• DOCUMENT EXTRACT:
* * *

You’ve got to admire the Florida Legislature for its creativity in inventing ways to circumvent democracy and minimize the power of the people’s vote.

Voters should not be fooled by the Legislature’s latest con – proposed constitutional Amendment #3.  It is a pernicious proposal “requiring” that a lame-duck Governor, rather than the newly-elected Governor, fill judicial vacancies.

It should be soundly defeated.

The Florida Legislature is so afraid of the threat to its power by the voice of the people that it has tried to make it more difficult to register to vote; less convenient to vote by cutting early voting days and hours; and less likely that your vote will be counted by requiring that your entire ballot be tossed if it is submitted in the wrong precinct.  They have diminished the power of your vote by gerrymandering legislative and congressional districts, and they have maintained a Jim Crow system of disfranchisement that takes the right to vote away from more people than any other state.

And now they serve up proposed Amendment #3 to rob your vote of having a critical effect.

Their proposal would create an anti-democratic system in which a new Governor, just elected by a vote of the people, would be stripped of the power to appoint appellate and Supreme Court judges whose term expires on the day the new Governor is sworn in to office.

Appointing judges is among the most important powers of a Governor.  But our Legislature wants to strip the power to appoint judges to the District Courts of Appeal and the Florida Supreme Court from a newly-elected Governor.  Amendment #3 would transfer the power to appoint replacements for those judges who are not eligible for merit retention to the Governor who was is term limited or who was just rejected for re-election by the people.  And there’s no way to hold a Governor with one foot out the door accountable to the people for any decisions, including the quality of appointed judges!

The politicians in Tallahassee are calculating the short-term partisan advantage in this (and most everything else!), but a constitutional amendment is forever.

People vote for a Governor for all sorts of reasons, including the candidate’s judicial philosophy and the kinds of judges the candidate may appoint to the state’s highest courts. But if Amendment #3 passes, not only will the power of a newly elected Governor that will be diminished, the legislature will also succeed in taking the power to decide who will select Florida’s next judges from voters -- for decades to come.

Floridians must reject the legislature’s proposal to strip the power to appoint judges from the newly-elected Governor and give that power to an unaccountable lame-duck Governor.

 

This post appeared as an op-ed in multiple Florida newspapers.

* * *

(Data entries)
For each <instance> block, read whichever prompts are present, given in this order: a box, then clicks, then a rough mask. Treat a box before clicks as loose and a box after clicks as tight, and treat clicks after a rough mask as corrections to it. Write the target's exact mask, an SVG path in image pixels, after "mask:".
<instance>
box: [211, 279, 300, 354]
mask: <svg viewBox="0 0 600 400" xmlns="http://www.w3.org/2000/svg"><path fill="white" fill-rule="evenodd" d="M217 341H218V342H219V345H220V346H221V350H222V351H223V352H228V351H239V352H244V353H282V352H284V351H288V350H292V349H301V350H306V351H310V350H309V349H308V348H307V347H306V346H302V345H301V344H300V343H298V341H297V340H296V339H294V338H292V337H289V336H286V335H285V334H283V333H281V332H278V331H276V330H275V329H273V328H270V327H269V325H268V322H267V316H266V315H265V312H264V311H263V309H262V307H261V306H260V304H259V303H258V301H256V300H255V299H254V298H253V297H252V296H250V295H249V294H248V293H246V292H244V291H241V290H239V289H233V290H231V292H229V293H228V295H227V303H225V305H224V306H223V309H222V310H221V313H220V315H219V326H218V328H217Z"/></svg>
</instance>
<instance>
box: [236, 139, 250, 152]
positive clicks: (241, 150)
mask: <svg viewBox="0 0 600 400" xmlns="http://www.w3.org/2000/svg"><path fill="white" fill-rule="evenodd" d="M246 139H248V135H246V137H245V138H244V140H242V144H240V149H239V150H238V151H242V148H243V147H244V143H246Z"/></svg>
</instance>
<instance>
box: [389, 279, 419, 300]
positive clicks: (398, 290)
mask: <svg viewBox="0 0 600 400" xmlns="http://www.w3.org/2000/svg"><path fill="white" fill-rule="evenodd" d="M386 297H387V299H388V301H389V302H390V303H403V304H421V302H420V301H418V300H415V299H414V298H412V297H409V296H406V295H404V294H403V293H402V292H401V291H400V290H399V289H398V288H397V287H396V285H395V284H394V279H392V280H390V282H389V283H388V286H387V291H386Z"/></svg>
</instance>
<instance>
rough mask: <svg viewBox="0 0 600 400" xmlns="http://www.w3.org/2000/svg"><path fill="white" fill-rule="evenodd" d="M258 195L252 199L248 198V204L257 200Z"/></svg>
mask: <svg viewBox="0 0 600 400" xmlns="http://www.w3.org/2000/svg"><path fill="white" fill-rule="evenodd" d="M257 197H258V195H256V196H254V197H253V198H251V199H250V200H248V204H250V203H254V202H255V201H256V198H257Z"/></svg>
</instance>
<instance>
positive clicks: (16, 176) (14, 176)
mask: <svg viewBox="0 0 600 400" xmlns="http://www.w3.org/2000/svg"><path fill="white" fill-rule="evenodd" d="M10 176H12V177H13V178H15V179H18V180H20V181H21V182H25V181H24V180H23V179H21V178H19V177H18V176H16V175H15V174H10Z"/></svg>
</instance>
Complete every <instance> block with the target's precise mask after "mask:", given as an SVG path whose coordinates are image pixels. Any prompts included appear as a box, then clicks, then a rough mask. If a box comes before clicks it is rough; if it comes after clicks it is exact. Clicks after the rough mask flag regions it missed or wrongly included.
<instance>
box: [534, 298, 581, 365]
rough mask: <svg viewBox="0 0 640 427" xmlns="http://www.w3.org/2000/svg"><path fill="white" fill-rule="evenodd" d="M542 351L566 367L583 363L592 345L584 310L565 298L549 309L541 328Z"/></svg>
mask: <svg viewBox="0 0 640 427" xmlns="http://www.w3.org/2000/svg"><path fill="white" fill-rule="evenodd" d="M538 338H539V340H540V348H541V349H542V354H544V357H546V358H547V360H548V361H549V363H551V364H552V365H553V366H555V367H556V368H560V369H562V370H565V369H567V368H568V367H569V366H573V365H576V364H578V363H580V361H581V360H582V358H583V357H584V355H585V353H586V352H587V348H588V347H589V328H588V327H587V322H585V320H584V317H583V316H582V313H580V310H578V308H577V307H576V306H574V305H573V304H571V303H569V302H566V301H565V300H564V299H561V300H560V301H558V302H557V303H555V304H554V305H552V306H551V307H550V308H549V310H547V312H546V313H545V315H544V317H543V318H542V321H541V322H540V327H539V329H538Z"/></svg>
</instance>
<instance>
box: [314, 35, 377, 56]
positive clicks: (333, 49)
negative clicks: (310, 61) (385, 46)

* * *

• REQUIRED ACTION:
Retype the passage of the Florida Amendment #3 op-ed starting at "The Florida Legislature is" and ending at "a critical effect.". The records have no connection to the text.

• WRITTEN RESPONSE:
The Florida Legislature is so afraid of the threat to its power by the voice of the people that it has tried to make it more difficult to register to vote; less convenient to vote by cutting early voting days and hours; and less likely that your vote will be counted by requiring that your entire ballot be tossed if it is submitted in the wrong precinct.  They have diminished the power of your vote by gerrymandering legislative and congressional districts, and they have maintained a Jim Crow system of disfranchisement that takes the right to vote away from more people than any other state.

And now they serve up proposed Amendment #3 to rob your vote of having a critical effect.